- _Tasks and exercises_
- a) Repeat word for word the passage of the article on labor shortages in the arts that opens with the words containing "A culture of" and closes with "with organisational values.".
- b) Continue the article on labor shortages in the arts, starting right after its last sentence.

- _Document section_
##########

In 1997, consulting firm McKinsey & Company coined the term “the war for talent” to define increasing labour shortages that had significant potential to impact organisational performance.
The war for talent significantly impacted corporations at the time, creating a scarcity mindset and encouraging a wave of employee-focussed initiatives designed to attract and retain staff.
For the most part, the arts and cultural sector have been sheltered from the war for talent over past decades. Global growth in creative oriented higher education coupled with the “romance of being creative” has led to a steady stream of workers willing to enter the sector on low pay.
However, in 2022 things have changed.
Faced with labour shortages, arts and cultural organisations increasingly find it challenging to operate. In 2021, it was reported screen productions in Australia were being jeopardised due to lack of technical skills.
Now, summer festivals are struggling to find frontline workers, including security, stage crew, ticketing and transport.
It’s not just entry-level positions that remain empty.
After a decade of funding cuts and policy neglect, followed by the stresses induced by COVID-19, I am observing arts leaders leaving to find secure, better paid and sustainable work elsewhere.
In Australia’s increasingly tight labour market, the arts are finally facing a war for talent.
A culture of burnout
If we consider the role of the “arts manager”, it becomes easy to recognise why arts leaders are abandoning the industry.
Arts leaders do not just support the creation of art. They are marketers, customer service specialists, supply chain and logistics experts, grant writers, human resources managers and – increasingly – risk managers.
They are trying to bring back audiences post-COVID while juggling a contentious funding landscape that balances the need for revenue with audience, staff and artist expectations arts organisations do not partner with corporations that fail to align with organisational values.

##########

- _Dataset entries_
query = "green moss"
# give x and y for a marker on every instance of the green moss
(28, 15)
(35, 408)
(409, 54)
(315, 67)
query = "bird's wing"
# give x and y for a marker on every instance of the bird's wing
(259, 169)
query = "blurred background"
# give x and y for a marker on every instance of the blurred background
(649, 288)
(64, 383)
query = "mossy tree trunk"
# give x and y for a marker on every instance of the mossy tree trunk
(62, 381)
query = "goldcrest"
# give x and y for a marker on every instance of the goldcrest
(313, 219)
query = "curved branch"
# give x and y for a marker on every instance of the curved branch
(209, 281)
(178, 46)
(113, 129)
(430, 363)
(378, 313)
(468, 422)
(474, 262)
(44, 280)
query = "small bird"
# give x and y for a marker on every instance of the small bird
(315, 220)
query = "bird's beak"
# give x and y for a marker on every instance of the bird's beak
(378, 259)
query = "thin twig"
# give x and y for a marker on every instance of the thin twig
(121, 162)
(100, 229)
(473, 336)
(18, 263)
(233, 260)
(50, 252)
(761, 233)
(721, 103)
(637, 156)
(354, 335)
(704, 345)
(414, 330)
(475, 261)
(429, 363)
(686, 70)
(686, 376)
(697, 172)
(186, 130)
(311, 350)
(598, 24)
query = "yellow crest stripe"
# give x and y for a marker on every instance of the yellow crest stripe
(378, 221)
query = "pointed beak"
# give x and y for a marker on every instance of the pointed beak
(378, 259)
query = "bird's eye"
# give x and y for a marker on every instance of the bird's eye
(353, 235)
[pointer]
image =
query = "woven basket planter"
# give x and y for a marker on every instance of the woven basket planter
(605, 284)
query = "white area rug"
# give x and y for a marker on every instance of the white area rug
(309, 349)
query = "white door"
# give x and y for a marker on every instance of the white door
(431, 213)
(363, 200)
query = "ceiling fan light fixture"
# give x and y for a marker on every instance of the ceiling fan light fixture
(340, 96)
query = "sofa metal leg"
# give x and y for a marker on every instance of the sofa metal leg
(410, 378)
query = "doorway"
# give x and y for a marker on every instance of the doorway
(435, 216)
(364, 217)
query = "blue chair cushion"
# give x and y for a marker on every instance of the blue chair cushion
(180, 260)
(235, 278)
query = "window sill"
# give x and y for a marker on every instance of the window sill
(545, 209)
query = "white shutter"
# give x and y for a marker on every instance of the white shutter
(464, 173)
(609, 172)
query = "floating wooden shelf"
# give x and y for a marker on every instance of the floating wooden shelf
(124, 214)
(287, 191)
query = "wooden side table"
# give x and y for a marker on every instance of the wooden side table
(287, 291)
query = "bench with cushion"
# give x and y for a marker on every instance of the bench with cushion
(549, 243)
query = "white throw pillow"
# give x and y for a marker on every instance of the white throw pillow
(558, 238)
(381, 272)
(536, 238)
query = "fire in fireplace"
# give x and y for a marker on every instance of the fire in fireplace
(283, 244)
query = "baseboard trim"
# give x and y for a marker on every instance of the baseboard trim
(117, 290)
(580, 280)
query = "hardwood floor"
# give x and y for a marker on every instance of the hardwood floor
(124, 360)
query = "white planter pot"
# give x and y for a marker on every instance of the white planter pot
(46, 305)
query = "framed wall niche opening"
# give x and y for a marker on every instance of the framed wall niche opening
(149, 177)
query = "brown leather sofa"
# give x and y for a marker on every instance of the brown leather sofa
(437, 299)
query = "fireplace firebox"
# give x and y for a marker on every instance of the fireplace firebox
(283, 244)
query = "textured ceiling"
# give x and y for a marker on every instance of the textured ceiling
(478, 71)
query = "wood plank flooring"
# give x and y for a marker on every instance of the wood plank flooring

##########

- _Answers by task_
- a)
A culture of burnout
If we consider the role of the “arts manager”, it becomes easy to recognise why arts leaders are abandoning the industry.
Arts leaders do not just support the creation of art. They are marketers, customer service specialists, supply chain and logistics experts, grant writers, human resources managers and – increasingly – risk managers.
They are trying to bring back audiences post-COVID while juggling a contentious funding landscape that balances the need for revenue with audience, staff and artist expectations arts organisations do not partner with corporations that fail to align with organisational values.

- b)
I am increasingly seeing young people leaving arts jobs for opportunities that recognise their skills and provide secure, better paid work. Art workers are highly valuable in today’s economy where creativity and innovation are seen as keys to success.
This lack of younger workers increases the workloads of senior staff, causing them to be burnt out and leave the sector, too.
Staff shortages jeopardise the sector’s ability to get back on its feet after the brutal impact of COVID-19. Those that remain in our arts companies are exhausted, left trying to rebuild programs and audiences with fewer resources.
Individuals need to take action to address their wellbeing. Still, it is also necessary to consider the systems and structures that underpin our arts organisations and how they impact workers.
One way to address the war for talent is to increase the labour supply.
Higher education providers who develop creative talent are lobbying for more resources to expand programs and are pushing for changes to the Job Ready graduate scheme that imposes higher costs on arts and humanities graduates.
The latest Graduate Outcome Survey shows that the employment outcomes of creative arts and arts and humanities graduates have increased over 20% since 2019. The high rates of graduate employability aligns with Australia’s historically low unemployment rate, but also demonstrates the value creative skills now hold in the broader economy.
What these positive statistics do not tell us, however, is the working conditions of those employed.
The arts are the original gig economy. Of the over 80% of arts and humanities graduates employed six months after graduation, how many earn a living wage? How many work in the arts? How many recent creative arts graduates are juggling multiple short-term contracts simultaneously to build skills, grow networks and cope with cost of living increases?
As Australia’s labour market tightens, arts workers are realising they can take their skills to better paid jobs with secure contracts, in fields such as health, technology and management consulting.
Unless arts organisations respond by providing similar security and career paths, the departure of talented workers will only continue.
This loss of staff will not only impact the ability of organisations to operate today, but will also influence the make-up of arts organisations in the future.
When only those who can afford to work under precarious conditions remain, the ability of the sector to attract and retain leaders from diverse communities decreases.
Arts leaders eagerly await the launch of a new National Cultural Policy, hoping for significant change in how the arts are valued.
Yet arts organisations need to also get their own house in order.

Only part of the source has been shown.